Given passage
=== Begin Enclosure ===
Muslim community breaks with tradition to honor teen’s life

Hundreds attend unique memorial for student killed in car accident

In a high school Spanish exercise, Sarah Elbayoumy once was asked what she would do if she won $2 million in the lottery.

She replied without hesitation that she would give it all to the Islamic Center of Lawrence, 1917 Naismith Drive.

But the 16-year-old Free State High School scholar — who died Dec. 28 in a car wreck near Columbia, Mo. — ended up leaving a different gift for the Islamic Center. On Thursday, there was no room to sit and barely room to stand inside the building as about 300 people from throughout Lawrence crowded in to celebrate Sarah’s unusual, exemplary life.

Memorial services are not part of the Muslim tradition, and there had never been one at the local Islamic Center until Thursday. The center’s board made an exception because of the flood of community support in the wake of Sarah’s death, said her father, Moussa Elbayoumy, the center’s director.

“Part of her gift to us is that she, for the last few years, has been trying to work as a living bridge between the Muslim community and the Lawrence community,” Moussa Elbayoumy said. “A lot of these people had never … heard a call to prayer or a reading from the Quran. She brought all these people to the Islamic center in a good context.”
=== End Enclosure ===
Stored data entries:
=== Begin Enclosure ===
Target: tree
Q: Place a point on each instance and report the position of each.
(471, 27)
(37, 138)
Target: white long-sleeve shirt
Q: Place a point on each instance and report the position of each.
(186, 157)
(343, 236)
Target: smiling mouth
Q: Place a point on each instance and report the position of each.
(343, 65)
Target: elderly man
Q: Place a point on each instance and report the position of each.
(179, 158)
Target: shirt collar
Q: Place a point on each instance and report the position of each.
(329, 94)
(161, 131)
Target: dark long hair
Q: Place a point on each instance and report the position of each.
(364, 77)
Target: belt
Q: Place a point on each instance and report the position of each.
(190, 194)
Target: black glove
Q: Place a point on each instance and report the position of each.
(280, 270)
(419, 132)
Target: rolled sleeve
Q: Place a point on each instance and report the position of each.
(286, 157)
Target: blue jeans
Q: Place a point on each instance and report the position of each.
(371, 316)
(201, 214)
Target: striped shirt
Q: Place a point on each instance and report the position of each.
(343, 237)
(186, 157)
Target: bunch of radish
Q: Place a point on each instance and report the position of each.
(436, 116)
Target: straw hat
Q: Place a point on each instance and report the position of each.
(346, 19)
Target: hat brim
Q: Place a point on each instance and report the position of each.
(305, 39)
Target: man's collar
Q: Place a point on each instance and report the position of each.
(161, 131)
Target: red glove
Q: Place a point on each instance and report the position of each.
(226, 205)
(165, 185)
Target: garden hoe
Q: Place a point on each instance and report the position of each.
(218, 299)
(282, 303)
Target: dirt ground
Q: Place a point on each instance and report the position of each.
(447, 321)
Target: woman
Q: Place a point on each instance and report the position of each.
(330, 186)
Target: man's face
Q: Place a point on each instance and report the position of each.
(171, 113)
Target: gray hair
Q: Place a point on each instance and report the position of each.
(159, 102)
=== End Enclosure ===
=== Begin Enclosure ===
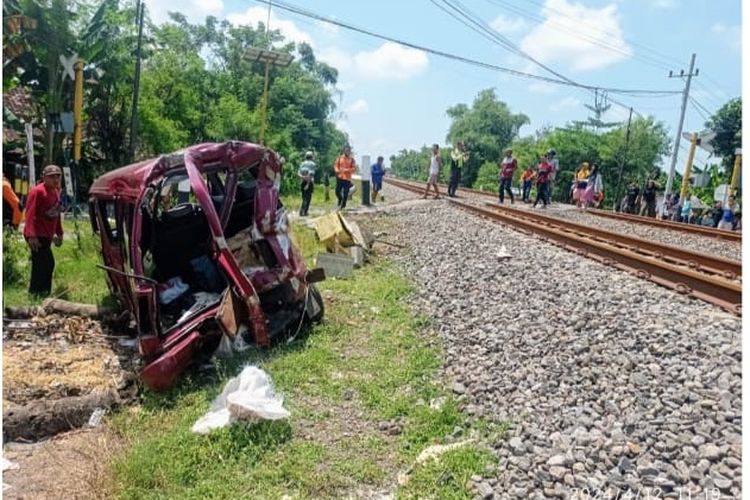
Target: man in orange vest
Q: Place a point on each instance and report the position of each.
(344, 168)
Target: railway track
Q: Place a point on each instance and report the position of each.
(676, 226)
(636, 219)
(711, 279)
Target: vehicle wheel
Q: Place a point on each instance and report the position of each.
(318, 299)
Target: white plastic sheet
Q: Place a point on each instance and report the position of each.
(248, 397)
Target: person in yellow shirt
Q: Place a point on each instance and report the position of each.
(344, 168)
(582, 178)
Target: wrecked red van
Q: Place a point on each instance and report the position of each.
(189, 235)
=== End Enclosure ===
=== Begin Enclosure ===
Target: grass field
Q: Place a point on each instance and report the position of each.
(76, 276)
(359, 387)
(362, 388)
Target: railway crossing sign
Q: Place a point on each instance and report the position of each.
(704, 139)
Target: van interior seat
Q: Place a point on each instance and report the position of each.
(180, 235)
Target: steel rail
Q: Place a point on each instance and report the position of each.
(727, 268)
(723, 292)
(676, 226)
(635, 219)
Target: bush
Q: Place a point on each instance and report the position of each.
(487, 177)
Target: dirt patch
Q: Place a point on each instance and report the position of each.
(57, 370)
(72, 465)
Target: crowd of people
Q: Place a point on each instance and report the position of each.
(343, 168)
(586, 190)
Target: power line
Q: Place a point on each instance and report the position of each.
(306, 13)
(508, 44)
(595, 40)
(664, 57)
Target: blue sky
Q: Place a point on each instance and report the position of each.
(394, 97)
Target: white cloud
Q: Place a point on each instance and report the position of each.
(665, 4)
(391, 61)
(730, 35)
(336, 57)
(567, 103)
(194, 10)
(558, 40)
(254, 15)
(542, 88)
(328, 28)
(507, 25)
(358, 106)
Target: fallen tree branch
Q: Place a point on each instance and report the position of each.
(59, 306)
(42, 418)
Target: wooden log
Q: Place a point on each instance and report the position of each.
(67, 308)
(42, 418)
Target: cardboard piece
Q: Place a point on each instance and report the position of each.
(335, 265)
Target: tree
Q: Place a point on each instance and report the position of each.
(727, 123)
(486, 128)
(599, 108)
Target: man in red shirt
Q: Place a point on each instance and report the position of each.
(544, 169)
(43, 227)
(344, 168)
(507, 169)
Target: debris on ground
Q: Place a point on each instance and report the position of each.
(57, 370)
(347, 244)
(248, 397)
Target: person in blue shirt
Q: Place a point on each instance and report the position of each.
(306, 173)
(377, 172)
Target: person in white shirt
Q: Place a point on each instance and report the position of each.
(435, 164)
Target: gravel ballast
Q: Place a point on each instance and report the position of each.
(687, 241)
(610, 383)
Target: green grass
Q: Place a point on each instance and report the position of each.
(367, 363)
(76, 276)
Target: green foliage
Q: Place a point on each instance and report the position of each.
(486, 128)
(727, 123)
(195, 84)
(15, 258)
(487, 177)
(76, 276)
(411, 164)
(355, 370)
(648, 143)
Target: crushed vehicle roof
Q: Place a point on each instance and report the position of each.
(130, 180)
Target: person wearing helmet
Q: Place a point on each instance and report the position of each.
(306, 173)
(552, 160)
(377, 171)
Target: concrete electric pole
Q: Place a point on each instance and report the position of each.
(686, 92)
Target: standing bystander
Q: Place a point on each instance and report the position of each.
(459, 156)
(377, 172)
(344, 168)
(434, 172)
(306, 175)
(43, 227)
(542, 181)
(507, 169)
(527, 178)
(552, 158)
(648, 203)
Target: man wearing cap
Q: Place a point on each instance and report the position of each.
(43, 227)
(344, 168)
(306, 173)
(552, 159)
=== End Enclosure ===
Problems to solve
1. List every number that appears in the memorial article, and say what each one refers to.
2. According to the memorial article, why did the center's board allow a memorial service?
None of the stored data entries are needed for this work.

Responses in order
1.
- $2 million: the lottery winnings Sarah was asked about in a Spanish exercise
- 1917: the street number of the Islamic Center of Lawrence on Naismith Drive
- 16: Sarah's age
- 28: the day in December (Dec. 28) she died
- About 300: the number of people who attended the memorial

2. The board made an exception because of the flood of community support after Sarah's death.